### [ABOUT THIS EXERCISE]
Each record that follows must be reproduced exactly.

Records drawn from a dataset
○ ○ ○
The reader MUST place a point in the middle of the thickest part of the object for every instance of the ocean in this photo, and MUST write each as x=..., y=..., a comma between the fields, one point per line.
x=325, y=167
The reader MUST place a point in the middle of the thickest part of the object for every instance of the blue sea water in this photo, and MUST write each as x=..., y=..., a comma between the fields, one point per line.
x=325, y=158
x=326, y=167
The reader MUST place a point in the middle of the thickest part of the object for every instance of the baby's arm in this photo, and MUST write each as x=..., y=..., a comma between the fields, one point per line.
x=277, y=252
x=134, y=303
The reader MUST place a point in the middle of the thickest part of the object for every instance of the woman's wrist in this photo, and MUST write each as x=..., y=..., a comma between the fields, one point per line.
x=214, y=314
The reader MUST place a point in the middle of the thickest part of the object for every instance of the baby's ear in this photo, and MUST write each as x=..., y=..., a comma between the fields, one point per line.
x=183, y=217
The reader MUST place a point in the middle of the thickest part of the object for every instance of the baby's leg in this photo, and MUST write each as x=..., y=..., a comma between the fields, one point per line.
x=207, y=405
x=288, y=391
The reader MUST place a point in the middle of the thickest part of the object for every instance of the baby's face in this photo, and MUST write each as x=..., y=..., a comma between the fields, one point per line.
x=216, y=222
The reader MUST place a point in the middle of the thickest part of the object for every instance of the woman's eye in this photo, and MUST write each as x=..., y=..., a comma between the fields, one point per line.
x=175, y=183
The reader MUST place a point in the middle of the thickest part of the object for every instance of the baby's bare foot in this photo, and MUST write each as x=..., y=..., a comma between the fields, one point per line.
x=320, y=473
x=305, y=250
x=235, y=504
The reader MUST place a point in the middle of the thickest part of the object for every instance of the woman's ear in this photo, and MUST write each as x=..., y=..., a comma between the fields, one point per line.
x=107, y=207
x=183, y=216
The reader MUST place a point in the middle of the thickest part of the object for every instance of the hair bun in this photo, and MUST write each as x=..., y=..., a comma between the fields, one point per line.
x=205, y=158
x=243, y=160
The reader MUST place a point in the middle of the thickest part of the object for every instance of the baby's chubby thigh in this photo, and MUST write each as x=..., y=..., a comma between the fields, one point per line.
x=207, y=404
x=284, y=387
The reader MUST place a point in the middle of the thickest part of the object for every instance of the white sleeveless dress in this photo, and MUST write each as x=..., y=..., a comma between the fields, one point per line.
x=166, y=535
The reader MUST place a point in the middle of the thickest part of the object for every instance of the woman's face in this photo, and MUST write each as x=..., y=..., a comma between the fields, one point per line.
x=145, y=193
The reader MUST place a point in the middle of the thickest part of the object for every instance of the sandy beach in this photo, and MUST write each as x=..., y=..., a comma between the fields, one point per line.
○ ○ ○
### [RESPONSE TO THIS EXERCISE]
The reader MUST place a point in the middle of the thickest part of the object for every instance of the ocean in this photo, and MUST write each as x=..., y=..., a comma between the fields, one point per line.
x=325, y=167
The reader MUST place a point in the middle of the thickest part of the object for every instance of the blue sea water in this photo, and MUST write each as x=..., y=..., a comma between the fields, one point per line.
x=325, y=158
x=326, y=167
The reader MUST place a point in the middle of the thickest part of the object for every instance of the baby's arm in this photo, and MUST write each as x=..., y=..., a comma between the fields, one point per line.
x=277, y=252
x=134, y=303
The reader MUST place a point in the middle of the thickest part of the object for every instance of the woman's wrist in this photo, and MUST write each as x=..., y=..., a comma between the fields, one point per line.
x=214, y=314
The reader MUST place a point in the middle of the thickest part of the object for every instance of the baby's ear in this photo, and MUST write each as x=..., y=..., a comma between the fields, one point per line.
x=183, y=217
The reader MUST place a point in the middle of the thickest part of the object for every instance of the baby's leg in this photo, and MUST write each as x=..., y=..., a comma between the fields, one point per line.
x=207, y=405
x=288, y=391
The reader MUST place a point in the middle of the thickest part of the object for every instance of the baby's face in this photo, and MUST write each as x=..., y=..., a comma between the fields, one point per line.
x=216, y=222
The reader MUST place a point in the middle of the thickest part of the object for every instance of the woman's eye in this photo, and MUST write each as x=..., y=..., a comma between the fields, one point per line.
x=175, y=183
The reader MUST place a point in the middle of the thickest part of the object for every instance of the baby's bare foot in this photo, and MUST write each as x=..., y=..., a comma between the fields, one point per line.
x=320, y=473
x=305, y=250
x=235, y=504
The reader MUST place a point in the middle of the thickest part of the object for every instance of the woman's ear in this photo, and MUST write each as x=..., y=..., a comma between the fields, one point per line.
x=107, y=207
x=183, y=216
The reader MUST place a point in the middle of the thickest part of the object for every instance of the hair bun in this photo, and MUST write each as x=..., y=..., a comma between the fields, one point per line.
x=205, y=158
x=243, y=160
The reader MUST place a point in the middle of the thickest part of the object for every instance of the baby's chubby thigh in this photo, and MUST write each as x=..., y=..., a comma between the fields, one point per line.
x=207, y=404
x=284, y=387
The reader MUST place a point in the middle of the thickest part of the object for every instance of the white sleeveless dress in this photo, and MUST write each as x=..., y=..., a comma between the fields, one point per line.
x=166, y=535
The reader MUST place a point in the middle of the thickest part of the object for every instance of the woman's face in this photo, and MUST write each as x=..., y=..., a comma between the fields, one point per line.
x=145, y=193
The reader MUST place a point in the middle of the thickest part of the object for every instance of the sandy beach in this photo, and MUST write each as x=..., y=..., a comma between the fields, one point per line.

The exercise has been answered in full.